Data lines:

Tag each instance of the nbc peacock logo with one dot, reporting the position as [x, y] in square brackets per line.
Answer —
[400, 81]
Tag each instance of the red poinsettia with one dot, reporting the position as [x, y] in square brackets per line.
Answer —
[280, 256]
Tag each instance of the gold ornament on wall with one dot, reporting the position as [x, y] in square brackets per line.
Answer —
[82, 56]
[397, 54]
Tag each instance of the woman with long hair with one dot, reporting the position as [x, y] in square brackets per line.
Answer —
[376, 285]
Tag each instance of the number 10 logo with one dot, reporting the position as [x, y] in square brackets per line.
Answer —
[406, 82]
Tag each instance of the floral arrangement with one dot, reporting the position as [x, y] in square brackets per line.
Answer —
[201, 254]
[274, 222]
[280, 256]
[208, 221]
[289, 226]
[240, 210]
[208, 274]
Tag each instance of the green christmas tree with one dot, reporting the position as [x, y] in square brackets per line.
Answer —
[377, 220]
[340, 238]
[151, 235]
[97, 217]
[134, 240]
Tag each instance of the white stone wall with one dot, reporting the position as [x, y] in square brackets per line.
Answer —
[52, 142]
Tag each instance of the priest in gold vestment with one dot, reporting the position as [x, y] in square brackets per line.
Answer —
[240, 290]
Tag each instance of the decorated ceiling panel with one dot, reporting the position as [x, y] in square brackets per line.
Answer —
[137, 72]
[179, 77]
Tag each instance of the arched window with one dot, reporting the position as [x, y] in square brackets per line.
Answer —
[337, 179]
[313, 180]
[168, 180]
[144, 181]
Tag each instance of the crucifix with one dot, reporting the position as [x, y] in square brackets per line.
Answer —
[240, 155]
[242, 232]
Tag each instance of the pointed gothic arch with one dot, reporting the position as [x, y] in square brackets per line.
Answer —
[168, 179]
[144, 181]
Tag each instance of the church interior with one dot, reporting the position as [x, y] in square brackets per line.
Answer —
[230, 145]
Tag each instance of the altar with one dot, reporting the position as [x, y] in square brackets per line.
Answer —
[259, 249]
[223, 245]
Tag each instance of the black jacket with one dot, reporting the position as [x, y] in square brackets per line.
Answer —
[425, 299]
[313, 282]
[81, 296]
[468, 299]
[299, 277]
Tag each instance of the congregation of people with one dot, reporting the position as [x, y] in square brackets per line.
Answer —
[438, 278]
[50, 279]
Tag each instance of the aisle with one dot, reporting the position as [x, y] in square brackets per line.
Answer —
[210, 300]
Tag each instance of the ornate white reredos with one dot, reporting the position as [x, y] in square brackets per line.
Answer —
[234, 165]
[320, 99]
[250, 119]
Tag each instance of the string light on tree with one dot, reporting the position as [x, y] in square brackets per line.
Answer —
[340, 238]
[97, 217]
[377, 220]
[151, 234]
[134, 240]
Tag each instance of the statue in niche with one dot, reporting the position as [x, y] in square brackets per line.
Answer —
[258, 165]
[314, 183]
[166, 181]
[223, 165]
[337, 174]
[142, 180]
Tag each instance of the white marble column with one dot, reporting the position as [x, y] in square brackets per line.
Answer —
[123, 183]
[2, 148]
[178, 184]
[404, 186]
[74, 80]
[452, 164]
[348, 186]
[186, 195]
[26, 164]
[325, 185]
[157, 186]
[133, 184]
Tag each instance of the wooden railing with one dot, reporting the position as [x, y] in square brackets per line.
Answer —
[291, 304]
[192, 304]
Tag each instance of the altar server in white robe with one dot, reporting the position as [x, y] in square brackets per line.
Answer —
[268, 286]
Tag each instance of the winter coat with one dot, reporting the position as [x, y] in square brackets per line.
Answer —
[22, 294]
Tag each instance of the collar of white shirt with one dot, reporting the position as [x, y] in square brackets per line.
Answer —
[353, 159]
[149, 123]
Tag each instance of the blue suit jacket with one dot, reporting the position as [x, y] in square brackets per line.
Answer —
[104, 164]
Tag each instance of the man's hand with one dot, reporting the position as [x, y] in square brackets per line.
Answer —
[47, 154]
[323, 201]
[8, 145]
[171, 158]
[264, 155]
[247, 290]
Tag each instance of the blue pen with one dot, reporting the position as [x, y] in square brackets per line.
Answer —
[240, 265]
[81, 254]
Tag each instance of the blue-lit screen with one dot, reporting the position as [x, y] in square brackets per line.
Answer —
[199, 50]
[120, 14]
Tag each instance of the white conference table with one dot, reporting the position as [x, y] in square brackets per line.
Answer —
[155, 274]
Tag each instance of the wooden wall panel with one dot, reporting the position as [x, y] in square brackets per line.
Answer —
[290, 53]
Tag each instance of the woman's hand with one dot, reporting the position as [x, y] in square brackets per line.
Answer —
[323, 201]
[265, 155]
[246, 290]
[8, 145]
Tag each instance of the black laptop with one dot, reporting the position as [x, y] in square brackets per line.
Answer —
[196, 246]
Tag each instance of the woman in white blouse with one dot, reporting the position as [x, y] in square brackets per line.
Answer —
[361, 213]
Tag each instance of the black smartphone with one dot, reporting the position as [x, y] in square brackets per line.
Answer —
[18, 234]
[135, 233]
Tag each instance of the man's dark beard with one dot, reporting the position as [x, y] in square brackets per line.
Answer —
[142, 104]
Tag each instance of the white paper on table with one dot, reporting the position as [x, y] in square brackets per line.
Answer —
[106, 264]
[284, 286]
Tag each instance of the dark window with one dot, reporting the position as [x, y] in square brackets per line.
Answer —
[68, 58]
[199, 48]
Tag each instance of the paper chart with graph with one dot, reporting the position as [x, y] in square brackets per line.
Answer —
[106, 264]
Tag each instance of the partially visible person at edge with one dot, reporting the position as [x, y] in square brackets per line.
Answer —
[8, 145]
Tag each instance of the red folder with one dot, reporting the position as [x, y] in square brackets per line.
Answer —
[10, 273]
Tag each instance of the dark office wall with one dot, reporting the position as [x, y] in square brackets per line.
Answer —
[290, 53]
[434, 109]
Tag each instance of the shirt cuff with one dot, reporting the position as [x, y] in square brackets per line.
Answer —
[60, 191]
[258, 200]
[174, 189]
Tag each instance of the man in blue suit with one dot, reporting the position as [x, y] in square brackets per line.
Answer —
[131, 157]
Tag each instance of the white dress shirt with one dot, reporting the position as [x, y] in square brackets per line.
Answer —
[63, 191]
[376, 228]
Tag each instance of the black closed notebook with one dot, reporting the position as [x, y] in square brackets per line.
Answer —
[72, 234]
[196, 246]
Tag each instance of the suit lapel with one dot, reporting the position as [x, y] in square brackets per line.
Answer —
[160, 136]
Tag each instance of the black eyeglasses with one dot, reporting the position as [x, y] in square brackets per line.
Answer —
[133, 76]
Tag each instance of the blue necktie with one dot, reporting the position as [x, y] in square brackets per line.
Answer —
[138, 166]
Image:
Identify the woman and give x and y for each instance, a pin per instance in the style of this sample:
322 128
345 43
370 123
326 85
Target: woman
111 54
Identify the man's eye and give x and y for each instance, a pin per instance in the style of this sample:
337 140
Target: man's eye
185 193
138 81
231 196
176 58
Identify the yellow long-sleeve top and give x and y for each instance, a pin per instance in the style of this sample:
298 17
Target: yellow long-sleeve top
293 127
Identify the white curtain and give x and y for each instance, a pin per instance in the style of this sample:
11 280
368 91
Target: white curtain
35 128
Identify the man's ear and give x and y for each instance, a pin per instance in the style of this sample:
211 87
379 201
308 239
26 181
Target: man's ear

Directive:
Reproduce all of the rows above, substituting "Mark every instance" for every occurrence of "Tag each instance" and leaving everything else unchanged.

Answer to the exercise:
Mark every instance of the nbc peacock logo with one dot, reporting the position as [x, y] in square brackets per line.
Answer —
[400, 81]
Mark every instance of the red poinsettia with one dot, reporting the position as [x, y] in square brackets per line.
Answer —
[280, 256]
Mark every instance of the gold ornament on wall with one dot, reporting the position as [x, y] in square brackets per line.
Answer —
[82, 56]
[397, 54]
Mark every instance of the woman with long hair with one dot, reporting the position as [x, y] in square brackets per line.
Answer —
[376, 285]
Mark every instance of the number 10 logo with one dot, reporting the position as [x, y] in square brackets per line.
Answer —
[406, 82]
Mark every instance of the floral arrangement with one dot, reporting the position as [x, y] in square brackets per line.
Answer —
[201, 254]
[274, 222]
[280, 256]
[208, 221]
[289, 226]
[240, 210]
[208, 274]
Mark every instance of the green christmas tree with one dot, reporting the position as [x, y] in square brackets per line.
Answer —
[377, 220]
[340, 238]
[151, 235]
[97, 217]
[134, 240]
Mark every instance of the white stone wall with one dot, reporting the position as [x, y] in square brackets per line.
Answer —
[52, 142]
Mark every instance of the priest in gold vestment with one dot, reporting the position as [x, y] in square brackets per line.
Answer —
[240, 290]
Mark every instance of the decorated ceiling panel with one dot, reporting the position as [x, y] in square brackets per line.
Answer —
[137, 72]
[179, 77]
Mark every instance of the arched window with one dot, reporting the position as [x, y] in square brackets per line.
Answer —
[337, 179]
[313, 180]
[168, 180]
[144, 181]
Mark every instance of the crucifix with one dot, reporting the position as [x, y] in square brackets per line.
Answer —
[240, 155]
[242, 232]
Mark every instance of the pointed gothic arch with one dot, reporting the position as [x, y] in square brackets per line.
Answer —
[168, 179]
[144, 181]
Mark every instance of the church interior with one dot, reporting the position as [x, y] in square brackets per line.
Answer —
[230, 145]
Mark every instance of the altar with one dot, reporting the position as [x, y] in square brackets per line.
Answer —
[259, 249]
[223, 245]
Mark every instance of the black jacket with one dot, reporting the position as [x, y] in square brackets per line.
Answer —
[425, 299]
[313, 282]
[81, 296]
[468, 299]
[299, 277]
Mark every instance of the congregation of people with one dot, reporting the position as [x, y] in square brackets per line.
Answer —
[438, 278]
[50, 279]
Mark every instance of the aisle with one dot, reporting the position as [x, y] in square brackets per line.
Answer —
[210, 300]
Mark every instance of the ornate white reredos with one dot, reporting the position as [x, y] in square brackets per line.
Answer —
[234, 165]
[320, 99]
[250, 119]
Mark every instance of the string light on tree with one dot, reporting the position as [x, y] in square brackets per line.
Answer —
[340, 238]
[97, 217]
[377, 220]
[151, 234]
[134, 240]
Mark every instance of the statue in niche with one dot, reporting the position as [x, y] in square brackets per line.
Answer —
[258, 165]
[314, 183]
[166, 181]
[223, 165]
[337, 174]
[142, 180]
Mark every instance of the white marble column with one dot, reporting the position as [x, y] in square brackets per line.
Answer —
[123, 183]
[2, 148]
[178, 184]
[404, 186]
[74, 80]
[452, 164]
[348, 186]
[186, 195]
[26, 164]
[325, 185]
[157, 186]
[133, 184]
Mark every instance of the wooden railing with one dot, reporting the position as [x, y] in square brackets per line.
Answer —
[291, 304]
[192, 304]
Mark every instance of the altar server in white robe with one dot, reporting the position as [x, y] in square brackets per line.
Answer —
[268, 286]
Mark every instance of the winter coat with one dot, reporting the position as [x, y] in square brackets per line.
Answer —
[22, 294]
Mark every instance of the collar of white shirt with one dot, reporting the position as [x, y] in square brackets per line.
Answer —
[353, 159]
[149, 123]
Mark every instance of the blue suit jacket with one dot, reporting the position as [x, y] in square brackets per line.
Answer —
[104, 164]
Mark every instance of the man's hand with one dot, reporting the position as [x, y] in square brackets per line.
Answer —
[47, 154]
[323, 201]
[8, 145]
[171, 158]
[264, 155]
[247, 290]
Mark every instance of the blue pen with one dot, reporting the position as [x, y] in square brackets per line.
Answer —
[240, 265]
[81, 254]
Mark every instance of the blue-lit screen with one dot, reporting the position as [x, y] in square brackets per line.
Answer —
[199, 50]
[120, 14]
Mark every instance of the white conference table with one dot, reporting the position as [x, y] in square brackets per line.
Answer —
[155, 274]
Mark every instance of the wooden wall panel with one dot, reporting the position as [x, y] in square brackets per line.
Answer —
[290, 53]
Mark every instance of the woman's hand with one dot, reporting the position as [x, y] in square brackets per line.
Answer —
[323, 201]
[265, 155]
[246, 290]
[8, 145]
Mark every instance of the black laptop with one dot, reporting the position as [x, y] in square brackets per line.
Answer —
[196, 246]
Mark every instance of the woman in white blouse with one dot, reporting the position as [x, y] in square brackets per line.
Answer —
[361, 213]
Mark every instance of the black smartphone with one dot, reporting the position as [x, y] in square brackets per line.
Answer —
[18, 234]
[135, 233]
Mark every instance of the man's dark beard with one dot, reporting the position as [x, y] in square brackets per line.
Answer —
[142, 104]
Mark every instance of the white paper on table with one dot, reporting the position as [x, y] in square brackets per line.
Answer —
[106, 264]
[284, 286]
Mark every instance of the dark window with one dot, reporting the position as [x, y] in square brackets per line.
Answer —
[68, 58]
[199, 48]
Mark every instance of the paper chart with graph with one dot, reporting the position as [x, y] in square brackets per line.
Answer —
[106, 264]
Mark every instance of the partially visible person at edge with one dot, reporting the position as [x, y] in square brackets per line.
Answer —
[8, 145]
Mark every instance of the red folder with one dot, reporting the position as [x, y] in square brackets per line.
Answer —
[10, 273]
Mark every instance of the dark office wall with one dot, reporting the position as [x, y] in square brackets per line.
Answer —
[290, 53]
[434, 109]
Mark every instance of the shirt cuff with one dot, reporting the position as [x, y] in square brackets per line.
Answer —
[60, 191]
[258, 200]
[174, 189]
Mark every instance of the man in blue suit with one dot, reporting the position as [x, y] in square brackets per line.
Answer —
[131, 157]
Mark every instance of the white dress shirt with one dot, reporting the position as [x, y] in square brackets per line.
Answer —
[63, 191]
[376, 228]
Mark every instance of the black closed notebook with one dot, reporting the position as [x, y] in square brackets per line.
Answer —
[72, 234]
[196, 246]
Mark every instance of the suit lapel with one dot, reporting the position as [x, y] in square brackets per line.
Answer —
[160, 136]
Mark every instance of the black eyeglasses with one dot, reporting the position as [x, y] in square brackets per line.
Answer —
[133, 76]
Mark every instance of the blue necktie with one dot, reporting the position as [x, y] in square brackets per line.
Answer —
[138, 166]
Image:
Identify the woman and give x and y for each instance, a pin per instance in the style of this sample:
322 128
345 43
370 123
326 85
Target: woman
111 54
Identify the man's eye and give x and y for each instance, a pin per instance in the style of this sample:
337 140
Target: man's eye
185 193
138 81
231 196
176 58
Identify the yellow long-sleeve top and give x and y for each instance, a pin per instance in the style of this sample:
298 17
Target: yellow long-sleeve top
293 127
Identify the white curtain and give x and y for each instance, a pin per instance in the style of this sample:
11 280
368 91
Target: white curtain
35 128
Identify the man's ear and give x and y for each instance, a pin per instance in the style of this sample:
211 87
379 201
308 239
26 181
Target: man's ear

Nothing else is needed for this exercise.